▶ **Material provided**
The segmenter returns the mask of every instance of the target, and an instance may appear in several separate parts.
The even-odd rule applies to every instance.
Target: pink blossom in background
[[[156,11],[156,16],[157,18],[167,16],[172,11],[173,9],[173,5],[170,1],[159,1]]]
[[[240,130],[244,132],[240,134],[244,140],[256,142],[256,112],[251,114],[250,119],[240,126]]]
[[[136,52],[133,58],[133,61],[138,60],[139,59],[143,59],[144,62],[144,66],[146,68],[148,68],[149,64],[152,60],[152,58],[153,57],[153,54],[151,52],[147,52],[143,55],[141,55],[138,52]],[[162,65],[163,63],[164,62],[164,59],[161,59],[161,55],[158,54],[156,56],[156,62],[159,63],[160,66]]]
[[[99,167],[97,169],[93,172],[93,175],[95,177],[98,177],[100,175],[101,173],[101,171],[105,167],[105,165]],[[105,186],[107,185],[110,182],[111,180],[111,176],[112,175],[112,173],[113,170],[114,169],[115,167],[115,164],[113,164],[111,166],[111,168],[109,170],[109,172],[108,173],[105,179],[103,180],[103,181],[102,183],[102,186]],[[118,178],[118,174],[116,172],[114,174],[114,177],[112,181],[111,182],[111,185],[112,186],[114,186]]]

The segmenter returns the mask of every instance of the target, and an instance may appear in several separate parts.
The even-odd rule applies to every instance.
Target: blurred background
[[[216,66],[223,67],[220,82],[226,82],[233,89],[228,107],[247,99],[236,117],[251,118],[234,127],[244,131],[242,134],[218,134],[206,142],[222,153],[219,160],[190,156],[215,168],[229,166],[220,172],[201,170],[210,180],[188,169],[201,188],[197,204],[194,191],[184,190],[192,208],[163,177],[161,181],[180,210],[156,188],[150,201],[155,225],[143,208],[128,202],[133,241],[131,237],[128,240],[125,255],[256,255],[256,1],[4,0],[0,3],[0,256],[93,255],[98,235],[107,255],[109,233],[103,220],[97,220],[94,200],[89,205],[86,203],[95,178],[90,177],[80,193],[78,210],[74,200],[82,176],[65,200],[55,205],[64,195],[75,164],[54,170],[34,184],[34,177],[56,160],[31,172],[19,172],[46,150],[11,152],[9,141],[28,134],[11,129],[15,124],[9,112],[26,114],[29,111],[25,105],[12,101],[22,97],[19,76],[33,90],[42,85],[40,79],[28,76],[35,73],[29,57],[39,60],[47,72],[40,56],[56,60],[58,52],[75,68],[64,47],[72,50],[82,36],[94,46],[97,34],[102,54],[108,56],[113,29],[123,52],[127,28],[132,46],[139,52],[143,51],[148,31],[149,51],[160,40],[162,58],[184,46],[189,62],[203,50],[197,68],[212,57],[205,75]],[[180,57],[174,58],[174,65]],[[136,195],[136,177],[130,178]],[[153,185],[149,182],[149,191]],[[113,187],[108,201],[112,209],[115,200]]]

▶ **The request**
Give back, unchanged, the lines from the very start of the data through the line containing "Target: pink blossom in background", including that line.

▶ **Task result**
The segmenter returns the mask of every instance of the target, and an instance may appear in several separate parts.
The even-odd rule applies to every instance.
Target: pink blossom in background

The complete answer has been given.